Write out, word for word, every line from the one containing "In this photo, where can the hole" through the last line of the records below, both ends included.

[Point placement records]
==================================================
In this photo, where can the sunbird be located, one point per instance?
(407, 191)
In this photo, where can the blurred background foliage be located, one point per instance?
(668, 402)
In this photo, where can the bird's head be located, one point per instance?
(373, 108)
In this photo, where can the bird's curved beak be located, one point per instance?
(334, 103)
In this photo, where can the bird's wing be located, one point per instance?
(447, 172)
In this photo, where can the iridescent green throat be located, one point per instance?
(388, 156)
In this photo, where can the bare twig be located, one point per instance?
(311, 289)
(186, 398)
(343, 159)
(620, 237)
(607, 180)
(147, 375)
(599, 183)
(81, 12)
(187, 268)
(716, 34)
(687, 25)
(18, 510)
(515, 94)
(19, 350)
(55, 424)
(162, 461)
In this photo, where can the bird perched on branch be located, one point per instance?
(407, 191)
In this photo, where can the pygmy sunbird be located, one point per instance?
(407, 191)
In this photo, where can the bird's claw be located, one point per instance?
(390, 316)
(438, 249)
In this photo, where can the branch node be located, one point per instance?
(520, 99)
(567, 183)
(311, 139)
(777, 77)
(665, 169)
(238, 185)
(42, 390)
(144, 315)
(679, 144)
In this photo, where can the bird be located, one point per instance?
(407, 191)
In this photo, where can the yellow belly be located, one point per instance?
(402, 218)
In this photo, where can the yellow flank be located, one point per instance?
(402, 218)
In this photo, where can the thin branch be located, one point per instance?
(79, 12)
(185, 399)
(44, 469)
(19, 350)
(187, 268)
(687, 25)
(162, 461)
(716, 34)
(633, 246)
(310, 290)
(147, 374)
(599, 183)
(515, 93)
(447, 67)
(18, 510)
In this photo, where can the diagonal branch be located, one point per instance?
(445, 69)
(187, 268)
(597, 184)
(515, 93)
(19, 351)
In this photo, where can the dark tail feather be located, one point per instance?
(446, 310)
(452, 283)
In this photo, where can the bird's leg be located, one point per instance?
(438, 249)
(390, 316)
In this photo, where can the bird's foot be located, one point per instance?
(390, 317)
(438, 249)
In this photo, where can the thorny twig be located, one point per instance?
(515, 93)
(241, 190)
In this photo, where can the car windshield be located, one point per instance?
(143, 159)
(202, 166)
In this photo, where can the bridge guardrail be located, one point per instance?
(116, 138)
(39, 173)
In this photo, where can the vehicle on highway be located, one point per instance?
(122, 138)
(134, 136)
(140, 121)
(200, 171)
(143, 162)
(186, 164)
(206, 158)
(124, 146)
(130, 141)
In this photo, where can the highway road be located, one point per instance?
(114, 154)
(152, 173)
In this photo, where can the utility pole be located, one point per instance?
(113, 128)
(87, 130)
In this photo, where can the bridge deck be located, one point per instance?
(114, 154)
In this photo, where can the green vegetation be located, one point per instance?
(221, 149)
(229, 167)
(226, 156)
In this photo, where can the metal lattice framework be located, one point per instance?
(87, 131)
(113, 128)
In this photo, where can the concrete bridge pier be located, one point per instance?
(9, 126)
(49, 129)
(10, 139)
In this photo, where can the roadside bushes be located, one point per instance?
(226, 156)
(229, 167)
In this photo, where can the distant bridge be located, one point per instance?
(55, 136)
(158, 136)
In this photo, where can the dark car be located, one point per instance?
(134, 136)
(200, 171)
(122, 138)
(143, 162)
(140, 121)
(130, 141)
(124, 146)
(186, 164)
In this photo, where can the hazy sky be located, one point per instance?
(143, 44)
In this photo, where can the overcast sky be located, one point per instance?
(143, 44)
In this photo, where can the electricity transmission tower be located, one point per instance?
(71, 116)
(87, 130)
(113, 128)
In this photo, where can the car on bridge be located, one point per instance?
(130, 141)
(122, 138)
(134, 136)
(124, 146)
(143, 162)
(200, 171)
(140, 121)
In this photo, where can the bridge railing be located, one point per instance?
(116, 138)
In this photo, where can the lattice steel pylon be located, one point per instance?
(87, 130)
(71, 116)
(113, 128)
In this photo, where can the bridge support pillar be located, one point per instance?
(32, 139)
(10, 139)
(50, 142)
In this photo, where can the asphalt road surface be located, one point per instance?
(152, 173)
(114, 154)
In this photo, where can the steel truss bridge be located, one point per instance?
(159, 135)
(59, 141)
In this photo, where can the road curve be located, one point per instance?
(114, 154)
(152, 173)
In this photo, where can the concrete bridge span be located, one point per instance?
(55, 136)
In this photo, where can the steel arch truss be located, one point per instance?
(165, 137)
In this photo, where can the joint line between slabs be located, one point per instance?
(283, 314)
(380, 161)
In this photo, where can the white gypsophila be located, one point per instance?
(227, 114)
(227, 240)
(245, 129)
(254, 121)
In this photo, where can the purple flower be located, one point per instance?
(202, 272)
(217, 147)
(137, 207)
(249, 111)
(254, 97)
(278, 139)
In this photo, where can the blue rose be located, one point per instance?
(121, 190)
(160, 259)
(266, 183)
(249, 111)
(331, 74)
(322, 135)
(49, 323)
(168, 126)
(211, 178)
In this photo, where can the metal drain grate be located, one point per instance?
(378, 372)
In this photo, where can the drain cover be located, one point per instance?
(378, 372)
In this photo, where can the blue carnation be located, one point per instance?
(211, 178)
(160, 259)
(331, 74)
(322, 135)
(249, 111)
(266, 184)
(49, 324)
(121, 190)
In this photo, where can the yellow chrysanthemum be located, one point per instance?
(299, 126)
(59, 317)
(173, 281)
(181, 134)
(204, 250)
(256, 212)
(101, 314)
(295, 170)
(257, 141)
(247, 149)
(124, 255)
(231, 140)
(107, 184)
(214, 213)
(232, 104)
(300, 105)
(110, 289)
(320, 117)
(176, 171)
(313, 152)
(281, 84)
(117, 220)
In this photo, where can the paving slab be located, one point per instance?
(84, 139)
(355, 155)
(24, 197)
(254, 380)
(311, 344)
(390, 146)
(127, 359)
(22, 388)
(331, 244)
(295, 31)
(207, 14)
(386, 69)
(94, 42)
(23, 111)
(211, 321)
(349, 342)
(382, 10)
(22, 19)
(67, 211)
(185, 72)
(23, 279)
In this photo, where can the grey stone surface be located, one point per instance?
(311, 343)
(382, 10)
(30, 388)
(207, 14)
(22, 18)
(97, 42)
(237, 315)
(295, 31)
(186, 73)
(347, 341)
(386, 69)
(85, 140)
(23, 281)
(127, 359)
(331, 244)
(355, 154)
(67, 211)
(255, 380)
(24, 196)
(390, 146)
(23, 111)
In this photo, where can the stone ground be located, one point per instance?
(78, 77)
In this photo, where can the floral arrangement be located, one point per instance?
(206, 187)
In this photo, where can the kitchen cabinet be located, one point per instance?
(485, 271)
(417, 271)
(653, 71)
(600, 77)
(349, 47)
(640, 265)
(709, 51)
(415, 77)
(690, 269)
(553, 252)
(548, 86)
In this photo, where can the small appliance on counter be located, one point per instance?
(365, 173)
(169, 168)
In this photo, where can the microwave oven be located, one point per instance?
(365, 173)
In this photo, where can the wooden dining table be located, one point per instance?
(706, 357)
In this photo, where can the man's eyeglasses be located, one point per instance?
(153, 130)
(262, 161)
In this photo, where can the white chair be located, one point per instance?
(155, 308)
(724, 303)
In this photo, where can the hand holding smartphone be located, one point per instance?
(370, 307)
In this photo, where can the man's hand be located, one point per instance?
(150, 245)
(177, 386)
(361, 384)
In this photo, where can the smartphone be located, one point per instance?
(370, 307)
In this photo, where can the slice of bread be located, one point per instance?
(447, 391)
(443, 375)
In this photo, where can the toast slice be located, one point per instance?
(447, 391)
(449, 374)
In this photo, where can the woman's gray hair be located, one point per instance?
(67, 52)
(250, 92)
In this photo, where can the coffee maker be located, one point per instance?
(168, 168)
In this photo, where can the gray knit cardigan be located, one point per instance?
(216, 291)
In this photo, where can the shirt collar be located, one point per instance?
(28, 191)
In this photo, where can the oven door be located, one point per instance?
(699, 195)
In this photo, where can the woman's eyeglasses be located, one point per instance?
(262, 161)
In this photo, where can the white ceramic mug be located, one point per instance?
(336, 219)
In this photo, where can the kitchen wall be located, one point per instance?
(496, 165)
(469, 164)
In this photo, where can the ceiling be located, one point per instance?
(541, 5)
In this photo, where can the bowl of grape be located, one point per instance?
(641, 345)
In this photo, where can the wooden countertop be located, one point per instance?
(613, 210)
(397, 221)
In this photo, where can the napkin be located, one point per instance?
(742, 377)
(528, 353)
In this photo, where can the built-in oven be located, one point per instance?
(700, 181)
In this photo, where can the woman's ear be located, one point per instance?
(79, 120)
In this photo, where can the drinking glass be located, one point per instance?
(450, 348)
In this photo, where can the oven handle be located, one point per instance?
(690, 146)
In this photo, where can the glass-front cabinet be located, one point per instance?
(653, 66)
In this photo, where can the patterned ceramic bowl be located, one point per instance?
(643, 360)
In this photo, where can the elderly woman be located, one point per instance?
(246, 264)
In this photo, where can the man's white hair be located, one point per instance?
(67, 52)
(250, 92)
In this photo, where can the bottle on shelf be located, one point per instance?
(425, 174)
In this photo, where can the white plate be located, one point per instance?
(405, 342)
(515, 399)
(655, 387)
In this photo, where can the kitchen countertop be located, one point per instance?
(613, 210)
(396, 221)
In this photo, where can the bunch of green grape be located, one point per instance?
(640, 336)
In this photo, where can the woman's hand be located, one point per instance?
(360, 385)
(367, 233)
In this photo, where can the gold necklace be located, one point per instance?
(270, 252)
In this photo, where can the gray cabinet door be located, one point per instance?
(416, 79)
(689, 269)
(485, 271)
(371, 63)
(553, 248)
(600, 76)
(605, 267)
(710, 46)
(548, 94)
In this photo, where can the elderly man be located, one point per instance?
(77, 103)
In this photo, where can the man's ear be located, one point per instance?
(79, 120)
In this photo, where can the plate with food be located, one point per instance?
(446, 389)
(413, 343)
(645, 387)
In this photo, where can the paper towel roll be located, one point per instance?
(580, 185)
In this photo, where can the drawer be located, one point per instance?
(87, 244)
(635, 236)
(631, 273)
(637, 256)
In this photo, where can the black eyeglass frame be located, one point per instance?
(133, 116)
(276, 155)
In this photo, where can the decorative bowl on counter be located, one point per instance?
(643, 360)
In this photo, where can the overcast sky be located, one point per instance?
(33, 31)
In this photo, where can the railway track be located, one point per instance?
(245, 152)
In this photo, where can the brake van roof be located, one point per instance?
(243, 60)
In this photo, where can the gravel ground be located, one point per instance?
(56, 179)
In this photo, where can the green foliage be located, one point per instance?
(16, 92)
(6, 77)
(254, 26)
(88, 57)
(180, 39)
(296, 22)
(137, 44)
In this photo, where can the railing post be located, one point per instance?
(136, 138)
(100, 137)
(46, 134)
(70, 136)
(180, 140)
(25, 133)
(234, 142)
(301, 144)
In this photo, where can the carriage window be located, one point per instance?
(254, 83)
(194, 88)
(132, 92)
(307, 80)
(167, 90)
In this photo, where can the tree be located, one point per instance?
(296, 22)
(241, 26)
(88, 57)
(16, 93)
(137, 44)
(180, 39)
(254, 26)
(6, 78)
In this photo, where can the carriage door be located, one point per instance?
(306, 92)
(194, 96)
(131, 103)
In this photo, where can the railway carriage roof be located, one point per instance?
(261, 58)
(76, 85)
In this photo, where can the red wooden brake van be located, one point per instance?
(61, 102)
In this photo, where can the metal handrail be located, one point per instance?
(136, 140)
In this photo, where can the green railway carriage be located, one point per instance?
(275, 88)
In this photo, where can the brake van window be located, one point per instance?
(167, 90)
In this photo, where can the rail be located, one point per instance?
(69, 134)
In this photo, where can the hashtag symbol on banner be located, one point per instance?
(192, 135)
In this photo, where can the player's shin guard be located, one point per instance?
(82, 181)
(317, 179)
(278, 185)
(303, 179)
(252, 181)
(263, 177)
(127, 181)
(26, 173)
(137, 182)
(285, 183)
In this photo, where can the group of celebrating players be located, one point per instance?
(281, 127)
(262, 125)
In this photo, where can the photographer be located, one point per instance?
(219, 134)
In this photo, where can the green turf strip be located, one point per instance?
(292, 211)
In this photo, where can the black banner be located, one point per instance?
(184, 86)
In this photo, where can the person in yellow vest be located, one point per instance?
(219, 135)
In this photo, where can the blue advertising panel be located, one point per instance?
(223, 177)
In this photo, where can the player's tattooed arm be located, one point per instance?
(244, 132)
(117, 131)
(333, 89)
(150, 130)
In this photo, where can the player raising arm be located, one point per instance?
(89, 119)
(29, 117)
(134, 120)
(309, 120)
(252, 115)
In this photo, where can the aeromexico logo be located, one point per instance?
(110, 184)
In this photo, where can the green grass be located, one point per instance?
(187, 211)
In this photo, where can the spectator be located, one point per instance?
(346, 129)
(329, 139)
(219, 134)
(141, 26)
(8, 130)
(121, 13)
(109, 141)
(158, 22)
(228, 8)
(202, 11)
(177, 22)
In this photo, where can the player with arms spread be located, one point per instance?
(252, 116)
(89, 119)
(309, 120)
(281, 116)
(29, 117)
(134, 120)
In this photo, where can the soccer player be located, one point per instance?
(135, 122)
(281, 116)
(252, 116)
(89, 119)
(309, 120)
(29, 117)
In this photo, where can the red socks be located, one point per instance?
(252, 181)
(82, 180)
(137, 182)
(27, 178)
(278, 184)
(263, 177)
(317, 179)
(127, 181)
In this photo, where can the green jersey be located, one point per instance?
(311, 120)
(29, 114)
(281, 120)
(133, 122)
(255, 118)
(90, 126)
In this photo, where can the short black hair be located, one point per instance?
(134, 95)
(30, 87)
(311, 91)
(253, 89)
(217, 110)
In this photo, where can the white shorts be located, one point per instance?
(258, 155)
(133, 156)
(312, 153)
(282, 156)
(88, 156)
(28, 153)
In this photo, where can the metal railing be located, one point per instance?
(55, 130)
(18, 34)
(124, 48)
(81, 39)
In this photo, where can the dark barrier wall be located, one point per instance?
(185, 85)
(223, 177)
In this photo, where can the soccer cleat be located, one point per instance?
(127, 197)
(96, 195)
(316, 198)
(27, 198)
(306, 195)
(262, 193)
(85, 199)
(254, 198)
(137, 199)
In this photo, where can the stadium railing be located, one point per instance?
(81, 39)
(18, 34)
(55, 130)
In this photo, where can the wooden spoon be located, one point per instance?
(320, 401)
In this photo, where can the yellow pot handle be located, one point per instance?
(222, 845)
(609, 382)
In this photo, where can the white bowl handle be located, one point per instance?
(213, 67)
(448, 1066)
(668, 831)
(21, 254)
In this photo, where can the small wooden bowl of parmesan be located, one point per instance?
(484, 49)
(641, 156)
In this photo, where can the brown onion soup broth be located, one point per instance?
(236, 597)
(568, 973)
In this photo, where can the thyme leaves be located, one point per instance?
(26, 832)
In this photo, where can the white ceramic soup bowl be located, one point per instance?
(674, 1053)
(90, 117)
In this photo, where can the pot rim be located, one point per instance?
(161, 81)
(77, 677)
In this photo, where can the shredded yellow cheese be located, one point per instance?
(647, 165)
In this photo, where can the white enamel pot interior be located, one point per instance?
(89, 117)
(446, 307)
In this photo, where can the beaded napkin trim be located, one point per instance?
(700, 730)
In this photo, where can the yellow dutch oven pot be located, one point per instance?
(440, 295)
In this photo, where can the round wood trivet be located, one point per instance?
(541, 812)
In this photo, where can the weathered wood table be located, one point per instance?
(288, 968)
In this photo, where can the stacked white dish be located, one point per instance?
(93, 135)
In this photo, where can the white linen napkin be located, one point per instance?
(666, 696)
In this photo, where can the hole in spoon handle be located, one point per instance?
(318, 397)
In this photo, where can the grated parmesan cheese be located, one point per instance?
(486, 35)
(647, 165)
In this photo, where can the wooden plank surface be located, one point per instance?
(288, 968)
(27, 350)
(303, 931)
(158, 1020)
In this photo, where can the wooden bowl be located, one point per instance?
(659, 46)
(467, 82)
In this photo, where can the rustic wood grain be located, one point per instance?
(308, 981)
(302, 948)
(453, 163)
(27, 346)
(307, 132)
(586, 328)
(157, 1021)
==================================================
SOLUTION TO THE EXERCISE
In this photo, where can the hole in spoon handle be located, one point per instance?
(318, 397)
In this photo, where can the grated parmesan cheese be located, one point per instance?
(486, 35)
(647, 165)
In this photo, where can the wooden plank surface be located, one point per instance?
(288, 968)
(27, 350)
(303, 931)
(158, 1020)
In this photo, where can the wooden bowl be located, one point per instance?
(659, 46)
(467, 82)
In this photo, where can the rustic wood grain be located, one point per instance?
(308, 981)
(302, 948)
(453, 163)
(27, 346)
(307, 132)
(586, 328)
(157, 1021)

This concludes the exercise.